--- Begin SOURCE DOCUMENT ---
Scientists have found the worlds oldest known diamond encased in a crystal in Western Australia.

Washington, Aug 23 : Scientists have found the world's oldest known diamond encased in a crystal in Western Australia.

Geologists say the minuscule gemstones are 4.25 billion years old and could provide a rare glimpse into Earth's distant geologic past.

"No one would have really predicted that diamonds were in there," said Simon Wilde, a geologist at Curtin University of Technology in Perth and a member of the team that made the find.

He said the discovery provided evidence that seas of molten lava that covered primordial Earth had cooled down faster than had previously been thought.

The find also suggested that plate tectonics, the process by which large shelves of Earth's crust move to create geologic activity might have already been underway, he said.

"A diamond would never form in a magma ocean," said Thorsten Geisler, a geologist at Westfalische Wilhelms-Universitaet in Munster, Germany, and a member of the team.

Geisler said the discovery was a shocker to the researchers, as many of them believed that the molten lava and volcanic activity persisted on Earth's surface for at least 500 million years after our planet formed some 4.5 billion years ago.

According to National Geographic, the tiny diamonds were found trapped in zircon, a rare and exceptionally stable mineral that forms under temperatures between 1,112 and 1, 652 Fahrenheit.

Once zircon is crystallized, geological processes sometimes move it around, but its chemical makeup and structure doesn't change, which makes its age easy to pinpoint.

Wilde said as zircon crystals represent the only record of the first 400 million to 500 million years of Earth's history, hence, by analysing a crystal's trace minerals and structure, it becomes possible to deduce the conditions under which it formed.

John Valley, a geologist at University of Wisconsin in Madison who was not involved in this study, said there are four known "recipes" that create diamonds, but the 4.25-billion-year-old diamonds "suggest the additional possibility that the diamonds have formed by some process that is not yet understood".

The study by Martina Menneken, a master's student at the Westfaelische Wilhelms-Universitaet, appears in this week's issue of the journal Nature.
--- End SOURCE DOCUMENT ---
--- Begin ENTRIES SHOWN ---
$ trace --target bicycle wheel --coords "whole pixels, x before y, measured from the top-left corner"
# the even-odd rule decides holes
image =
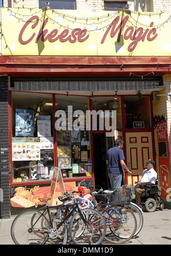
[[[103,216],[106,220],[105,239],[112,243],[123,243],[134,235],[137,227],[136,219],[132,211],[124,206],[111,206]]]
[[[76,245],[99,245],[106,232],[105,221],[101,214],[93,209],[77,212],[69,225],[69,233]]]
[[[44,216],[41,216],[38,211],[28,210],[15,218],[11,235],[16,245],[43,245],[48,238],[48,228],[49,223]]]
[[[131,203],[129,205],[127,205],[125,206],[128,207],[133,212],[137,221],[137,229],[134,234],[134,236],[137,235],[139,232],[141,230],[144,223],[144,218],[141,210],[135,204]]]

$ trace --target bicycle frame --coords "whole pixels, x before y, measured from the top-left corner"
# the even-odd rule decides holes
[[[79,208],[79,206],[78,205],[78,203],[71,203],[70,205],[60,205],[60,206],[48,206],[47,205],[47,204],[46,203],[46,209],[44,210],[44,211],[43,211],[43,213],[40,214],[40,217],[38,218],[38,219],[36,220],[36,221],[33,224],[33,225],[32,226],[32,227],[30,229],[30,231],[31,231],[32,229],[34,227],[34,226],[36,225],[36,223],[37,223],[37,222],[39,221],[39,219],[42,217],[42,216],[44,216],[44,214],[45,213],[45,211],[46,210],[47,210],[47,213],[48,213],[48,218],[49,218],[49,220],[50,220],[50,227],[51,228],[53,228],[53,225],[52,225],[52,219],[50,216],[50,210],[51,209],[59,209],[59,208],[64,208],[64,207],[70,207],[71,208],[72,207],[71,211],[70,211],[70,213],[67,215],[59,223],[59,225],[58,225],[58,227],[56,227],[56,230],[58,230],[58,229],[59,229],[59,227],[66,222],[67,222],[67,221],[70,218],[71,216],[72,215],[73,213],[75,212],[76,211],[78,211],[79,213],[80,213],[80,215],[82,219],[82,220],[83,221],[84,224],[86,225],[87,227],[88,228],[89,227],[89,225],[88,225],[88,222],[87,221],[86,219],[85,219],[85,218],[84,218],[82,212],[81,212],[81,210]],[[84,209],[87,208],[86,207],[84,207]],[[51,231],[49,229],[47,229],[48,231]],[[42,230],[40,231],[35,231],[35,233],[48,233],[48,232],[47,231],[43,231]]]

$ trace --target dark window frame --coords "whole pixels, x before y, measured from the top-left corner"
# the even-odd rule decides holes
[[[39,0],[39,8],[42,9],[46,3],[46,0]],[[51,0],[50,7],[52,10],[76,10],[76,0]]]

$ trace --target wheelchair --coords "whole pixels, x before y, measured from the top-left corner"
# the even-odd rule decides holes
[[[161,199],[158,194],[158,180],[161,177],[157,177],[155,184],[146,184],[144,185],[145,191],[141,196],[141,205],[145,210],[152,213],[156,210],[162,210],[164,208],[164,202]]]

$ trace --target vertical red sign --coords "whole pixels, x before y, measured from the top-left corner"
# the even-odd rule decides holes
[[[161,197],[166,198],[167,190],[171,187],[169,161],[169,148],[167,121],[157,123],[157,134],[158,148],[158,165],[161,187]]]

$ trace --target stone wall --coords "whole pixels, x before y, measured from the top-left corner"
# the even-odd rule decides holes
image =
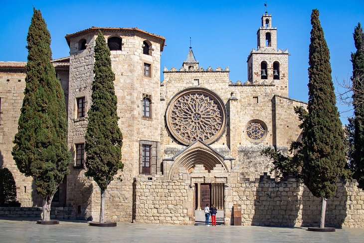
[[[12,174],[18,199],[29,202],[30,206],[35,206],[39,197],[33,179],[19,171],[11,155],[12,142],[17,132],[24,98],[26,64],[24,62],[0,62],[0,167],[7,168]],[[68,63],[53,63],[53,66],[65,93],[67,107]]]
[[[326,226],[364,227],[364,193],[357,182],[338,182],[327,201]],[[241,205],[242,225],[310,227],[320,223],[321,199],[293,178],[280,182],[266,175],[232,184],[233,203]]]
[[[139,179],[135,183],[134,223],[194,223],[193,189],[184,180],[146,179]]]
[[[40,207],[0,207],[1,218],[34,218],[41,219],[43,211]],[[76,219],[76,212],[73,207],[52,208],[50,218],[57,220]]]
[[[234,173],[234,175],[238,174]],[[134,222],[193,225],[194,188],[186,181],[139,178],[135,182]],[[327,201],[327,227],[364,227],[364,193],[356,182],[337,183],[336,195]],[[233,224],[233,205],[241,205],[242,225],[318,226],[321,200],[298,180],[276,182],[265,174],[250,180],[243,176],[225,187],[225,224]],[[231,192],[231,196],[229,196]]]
--- End ENTRIES SHOWN ---
[YOUR OBJECTIVE]: According to the diamond article, which mineral held the tiny diamonds trapped inside it?

[SOLVED PROBLEM]: Zircon.